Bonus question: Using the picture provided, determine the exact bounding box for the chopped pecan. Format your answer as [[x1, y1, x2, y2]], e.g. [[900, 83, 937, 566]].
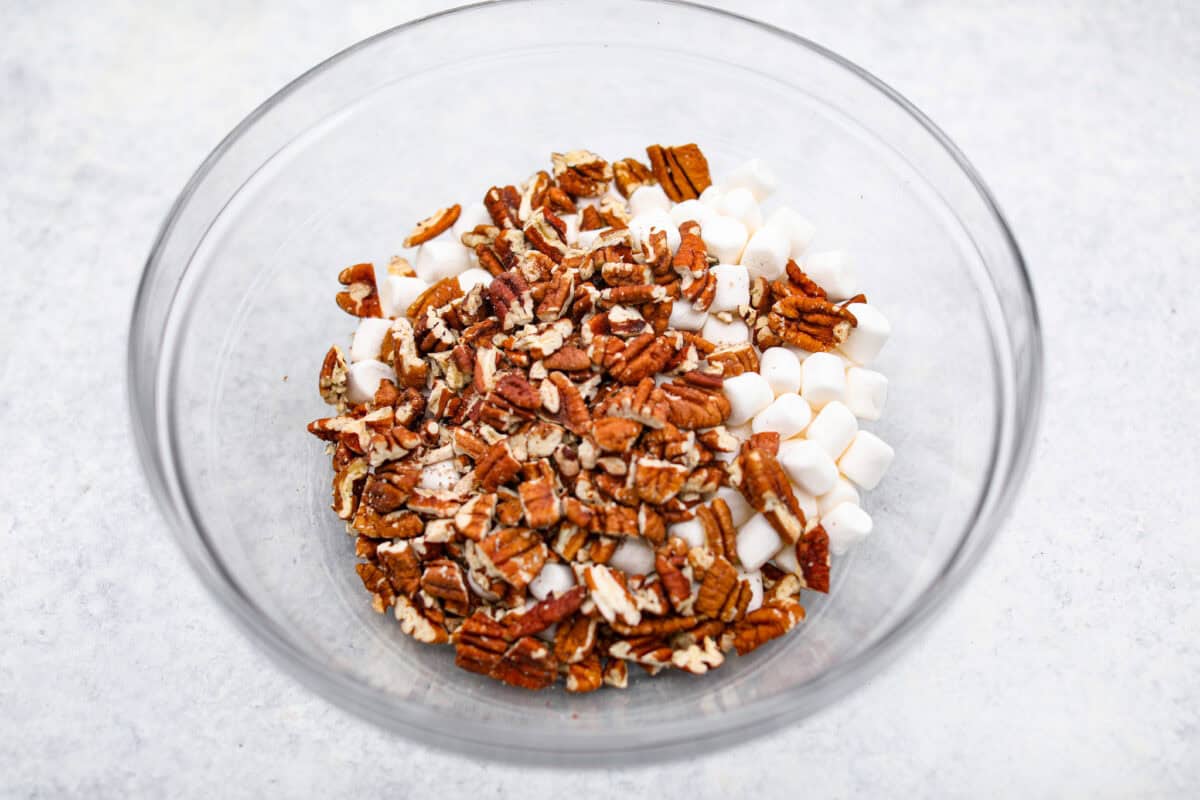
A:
[[318, 345, 349, 407], [587, 504, 640, 538], [403, 203, 461, 247], [645, 143, 711, 202], [591, 417, 642, 453], [483, 185, 520, 229], [593, 377, 670, 429], [696, 499, 738, 563], [536, 272, 575, 322], [673, 221, 709, 278], [670, 636, 725, 675], [602, 657, 629, 688], [634, 458, 688, 505], [728, 598, 806, 655], [504, 585, 586, 638], [335, 263, 382, 317], [454, 492, 496, 541], [612, 156, 655, 197], [455, 614, 558, 690], [331, 456, 368, 520], [524, 208, 568, 263], [553, 614, 598, 664], [731, 441, 806, 543], [608, 636, 673, 670], [395, 595, 450, 644], [706, 343, 759, 377], [485, 270, 535, 330], [518, 476, 562, 529], [356, 562, 396, 612], [477, 527, 548, 590], [660, 380, 730, 429], [795, 524, 831, 593], [495, 372, 540, 410], [784, 259, 827, 298], [578, 563, 641, 626], [656, 541, 695, 614], [361, 465, 421, 513], [565, 653, 604, 693], [421, 559, 470, 616], [693, 556, 750, 622], [551, 150, 612, 198], [406, 277, 463, 322], [610, 334, 675, 385], [548, 372, 591, 434], [767, 295, 857, 352], [476, 440, 522, 491], [352, 504, 424, 539], [390, 318, 429, 388], [543, 345, 590, 372]]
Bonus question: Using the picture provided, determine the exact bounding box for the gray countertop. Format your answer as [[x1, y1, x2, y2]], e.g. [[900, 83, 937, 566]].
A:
[[3, 1, 1198, 795]]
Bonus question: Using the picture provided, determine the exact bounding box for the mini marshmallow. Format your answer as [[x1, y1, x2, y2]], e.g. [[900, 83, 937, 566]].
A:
[[736, 513, 783, 572], [778, 439, 838, 495], [838, 430, 895, 490], [609, 537, 656, 577], [839, 303, 891, 365], [701, 215, 749, 264], [822, 503, 873, 555], [803, 251, 858, 300], [669, 198, 717, 229], [741, 570, 765, 612], [759, 347, 802, 396], [699, 185, 724, 207], [720, 158, 779, 202], [379, 274, 430, 318], [668, 518, 706, 549], [529, 562, 576, 600], [723, 371, 774, 427], [576, 228, 603, 249], [714, 486, 754, 526], [701, 316, 750, 347], [350, 317, 392, 363], [800, 351, 846, 409], [452, 201, 492, 239], [628, 184, 672, 217], [629, 210, 682, 254], [668, 300, 709, 332], [718, 186, 763, 233], [414, 239, 471, 282], [740, 227, 790, 281], [562, 213, 580, 244], [346, 359, 393, 404], [710, 264, 750, 312], [456, 267, 494, 294], [792, 484, 819, 524], [751, 393, 812, 440], [773, 541, 799, 574], [844, 366, 888, 421], [805, 401, 858, 459], [763, 206, 816, 259], [418, 460, 459, 492], [817, 476, 860, 517]]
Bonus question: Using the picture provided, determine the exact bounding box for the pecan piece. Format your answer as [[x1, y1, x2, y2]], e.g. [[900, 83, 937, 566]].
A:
........
» WORK TO BE COMPLETED
Every line above is to be duplicated exactly; no picture should be carried over.

» SOLUTION TO THE PROBLEM
Bonus question: Using the picture provided, determine the exact bounding box for the chopped pecan. Format your answer as [[x1, y1, x2, y2]], e.g. [[900, 83, 937, 566]].
A:
[[318, 345, 349, 407], [587, 504, 640, 538], [403, 203, 461, 247], [645, 143, 711, 202], [591, 417, 642, 453], [483, 185, 520, 229], [593, 377, 670, 429], [696, 499, 738, 563], [536, 272, 575, 322], [673, 221, 709, 278], [670, 636, 725, 675], [602, 657, 629, 688], [634, 458, 688, 505], [728, 598, 806, 655], [504, 585, 586, 638], [335, 263, 382, 317], [454, 492, 496, 541], [612, 156, 655, 197], [455, 614, 558, 690], [331, 456, 368, 520], [524, 208, 568, 263], [553, 614, 598, 664], [731, 441, 806, 543], [608, 636, 673, 670], [395, 595, 450, 644], [706, 343, 759, 377], [485, 270, 535, 330], [518, 476, 562, 529], [356, 562, 396, 612], [477, 527, 548, 590], [660, 380, 730, 429], [795, 524, 831, 593], [495, 372, 540, 410], [784, 259, 827, 298], [578, 563, 641, 626], [656, 541, 695, 614], [361, 465, 421, 513], [565, 653, 604, 693], [421, 559, 470, 616], [693, 556, 750, 622], [551, 150, 612, 198], [406, 277, 463, 322], [610, 334, 675, 385], [548, 372, 591, 434], [767, 295, 857, 352], [476, 440, 522, 491], [352, 504, 424, 539], [390, 318, 429, 388], [543, 345, 590, 372]]
Bonus question: Using the picture provided, determine the exact bounding box for the gray countertop. Format your answer as [[x1, y1, x2, y2]], e.g. [[900, 83, 937, 566]].
A:
[[3, 1, 1198, 795]]
Bonus question: Using the picture provided, determine the exact bounding box for the mini marshmallow. Format your answer as [[x1, y1, x2, y2]], e.g. [[900, 83, 937, 566]].
A:
[[736, 513, 783, 572], [778, 439, 838, 495], [838, 430, 895, 490], [609, 537, 656, 577], [839, 303, 891, 365], [701, 215, 749, 264], [822, 503, 873, 555], [803, 251, 858, 300], [669, 198, 717, 229], [741, 570, 765, 612], [759, 347, 802, 396], [699, 185, 724, 207], [720, 158, 779, 202], [379, 274, 430, 318], [668, 518, 706, 549], [529, 562, 576, 600], [723, 371, 774, 427], [576, 228, 603, 249], [714, 486, 754, 526], [701, 316, 750, 347], [350, 317, 392, 363], [800, 351, 846, 409], [452, 201, 492, 239], [628, 184, 672, 217], [629, 210, 682, 254], [668, 300, 709, 332], [718, 186, 763, 233], [414, 239, 471, 282], [740, 227, 790, 281], [562, 213, 580, 244], [346, 359, 393, 404], [710, 264, 750, 312], [456, 267, 494, 294], [792, 484, 819, 524], [751, 393, 812, 440], [773, 541, 799, 574], [844, 366, 888, 421], [805, 401, 858, 459], [763, 206, 816, 259], [418, 460, 459, 492], [817, 476, 860, 517]]
Bonus question: Using the picture provided, determine the exact bounding box for the pecan piece. Format your answer as [[x1, y1, x2, y2]], e.g. [[900, 83, 937, 566]].
A:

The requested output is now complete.